- [TO-DO LIST]:
A. In the song entry on "The Bonnie Blue Flag," which references are described as "1 text, 1 tune"? List them all.
B. Extend the song entry on "The Bonnie Blue Flag" past its last line.
=== TEXT EXCERPT ===
Bonnie Blue Flag, The

DESCRIPTION: "We are a band of brothers, and native to the soil, Fighting for the property we gained by honest toil... Hurrah for the bonny blue flag that bears the single star." The states which joined the Confederacy are chronicled and praised
AUTHOR: Words: Harry McCarthy
EARLIEST DATE: 1861 (sheet music published by A. E. Blackmar & Bro. of New Orleans)
KEYWORDS: Civilwar patriotic
FOUND IN: US(SE,So)
REFERENCES (10 citations):
Belden, pp. 357-359, "The Bonnie Blue Flag" (1 text)
Randolph 214, "The Bonnie Blue Flag" (1 text, 1 tune)
BrownIII 379, "The Bonnie Blue Flag" (1 text plus mention of 1 more probably from the same informant)
RJackson-19CPop, pp. 34-38, "The Bonnie Blue Flag" (1 text, 1 tune)
Scott-BoA, p. 220, "The Bonny Blue Flag (Southern)" (1 partial text, tune referenced)
Silber-CivWar, pp. 52-53, "The Bonnie Blue Flag" (1 text, 1 tune)
Hill-CivWar, p. 210, "The Bonnie Blue Flag" (1 text)
Krythe 8, pp. 133-141, "The Bonnie Blue Flag" (1 text, 1 tune)
Darling-NAS, pp. 349-350, "The Bonnie Blue Flag" (1 text)
DT, BONBLUE*

ST R214 (Full)
Roud #4769
RECORDINGS:
Mary C. Mann, "Bonnie Blue Flag" (AFS A-488, 1926)
Old South Quartette, "The Bonnie Blue Flag" (Cyl.: Edison Amberol 389, 2175, 1909)

CROSS-REFERENCES:
cf. "The Irish Jaunting Car" (tune& meter)
=== RECORDS PROVIDED ===
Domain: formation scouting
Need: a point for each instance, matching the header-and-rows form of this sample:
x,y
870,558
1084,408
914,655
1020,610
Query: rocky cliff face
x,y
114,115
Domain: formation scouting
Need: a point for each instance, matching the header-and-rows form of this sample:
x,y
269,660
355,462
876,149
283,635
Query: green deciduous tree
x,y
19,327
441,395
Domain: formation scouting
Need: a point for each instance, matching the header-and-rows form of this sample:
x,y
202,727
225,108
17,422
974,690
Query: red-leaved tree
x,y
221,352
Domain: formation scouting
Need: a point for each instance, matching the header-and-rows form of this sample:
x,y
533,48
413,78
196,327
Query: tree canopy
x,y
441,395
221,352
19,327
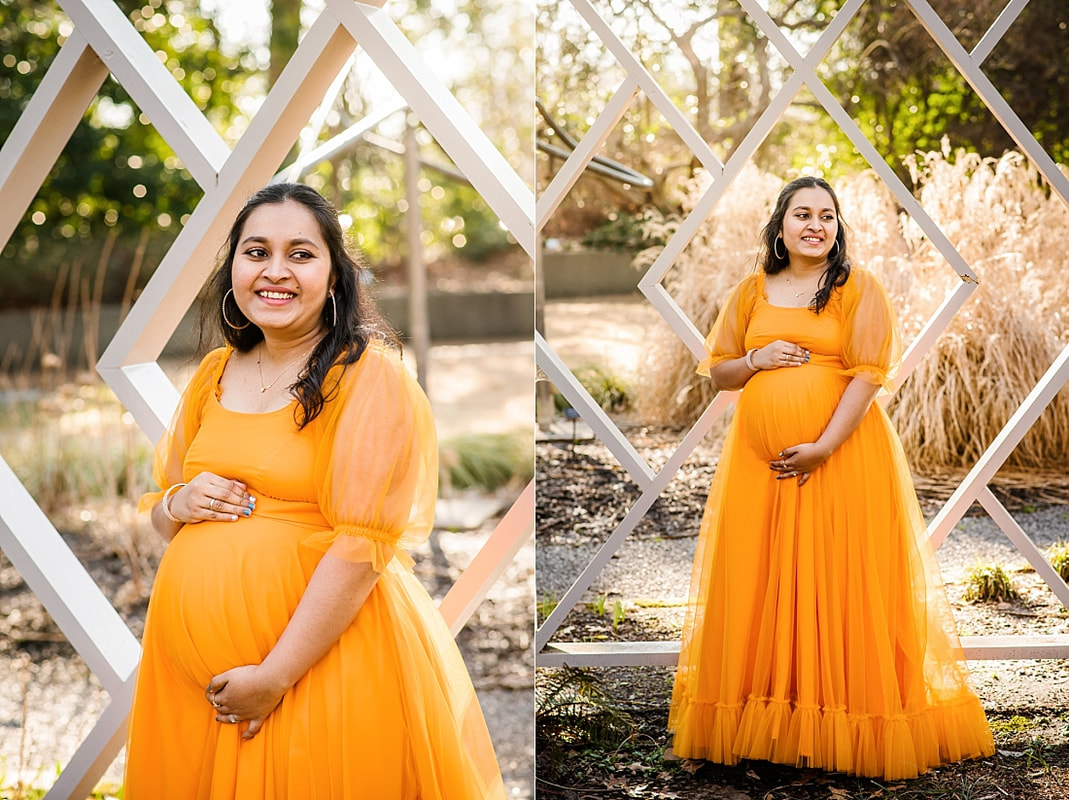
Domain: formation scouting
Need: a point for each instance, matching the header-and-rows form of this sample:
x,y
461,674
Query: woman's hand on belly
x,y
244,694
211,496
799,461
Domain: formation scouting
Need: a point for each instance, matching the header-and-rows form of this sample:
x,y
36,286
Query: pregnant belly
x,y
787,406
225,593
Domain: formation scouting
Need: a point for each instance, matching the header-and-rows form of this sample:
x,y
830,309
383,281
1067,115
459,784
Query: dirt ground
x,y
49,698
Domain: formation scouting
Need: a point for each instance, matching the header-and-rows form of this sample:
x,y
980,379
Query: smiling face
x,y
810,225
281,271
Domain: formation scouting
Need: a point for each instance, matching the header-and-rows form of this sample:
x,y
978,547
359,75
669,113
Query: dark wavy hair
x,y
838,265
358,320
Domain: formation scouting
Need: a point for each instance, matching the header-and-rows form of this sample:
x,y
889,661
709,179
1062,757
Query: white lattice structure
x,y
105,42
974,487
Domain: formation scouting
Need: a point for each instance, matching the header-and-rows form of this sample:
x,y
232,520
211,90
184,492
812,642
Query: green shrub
===
=== RECORDS PROVIDED ===
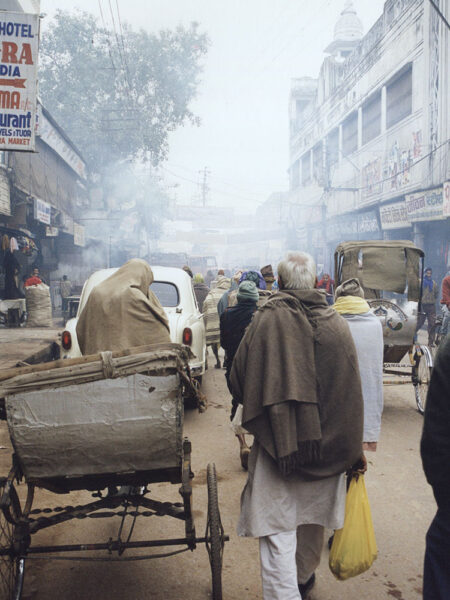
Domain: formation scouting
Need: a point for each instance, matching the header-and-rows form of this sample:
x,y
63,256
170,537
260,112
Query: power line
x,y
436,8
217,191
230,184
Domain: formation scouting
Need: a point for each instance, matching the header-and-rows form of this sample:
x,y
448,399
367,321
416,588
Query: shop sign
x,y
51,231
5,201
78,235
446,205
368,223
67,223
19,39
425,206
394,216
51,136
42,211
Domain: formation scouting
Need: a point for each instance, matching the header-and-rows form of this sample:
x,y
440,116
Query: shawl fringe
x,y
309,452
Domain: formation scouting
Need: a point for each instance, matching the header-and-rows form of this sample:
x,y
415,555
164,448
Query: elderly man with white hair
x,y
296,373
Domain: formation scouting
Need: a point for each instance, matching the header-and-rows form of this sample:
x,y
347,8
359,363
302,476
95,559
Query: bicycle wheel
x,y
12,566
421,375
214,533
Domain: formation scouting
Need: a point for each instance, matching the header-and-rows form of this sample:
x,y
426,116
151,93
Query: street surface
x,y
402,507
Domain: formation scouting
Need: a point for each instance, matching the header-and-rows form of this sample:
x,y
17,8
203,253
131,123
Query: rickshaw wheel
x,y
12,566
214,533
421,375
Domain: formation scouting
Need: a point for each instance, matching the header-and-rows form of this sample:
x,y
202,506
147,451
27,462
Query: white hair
===
- [RESULTS FOR THE EXERCISE]:
A.
Randolph 214
RJackson-19CPop, pp. 34-38
Silber-CivWar, pp. 52-53
Krythe 8, pp. 133-141

B.
cf. "The Homespun Dress" (tune & meter)
cf. "The Northern Bonnie Blue Flag" (tune & meter)
cf. "The Southern Girl's Reply (True to the Gray)" (tune & meter)
cf. "Counties of Arkansas" (tune & meter)
SAME TUNE:
The Southern Girl's Reply (True to the Gray) (File: Wa156)
The Homespun Dress (File: R215)
The Northern Bonnie Blue Flag (File: SBoA218)
The Counties of Arkansas (File: R876)
Gathering Song (by Annie Chambers Ketchum) (War Songs and Poems of the Southern Confederacy, pp. 329-330)
NOTES: This song, written by an immigrant Irishman very early in the Civil War (Belden has a note that Fitz-Grald credits the words to Annie Chambers Ketchum, with Harry McCarthy supplying the tune, but almost all sources credit the song to McCarthy), refers to the first Confederate flag, later succeeded by the "Stars and Bars."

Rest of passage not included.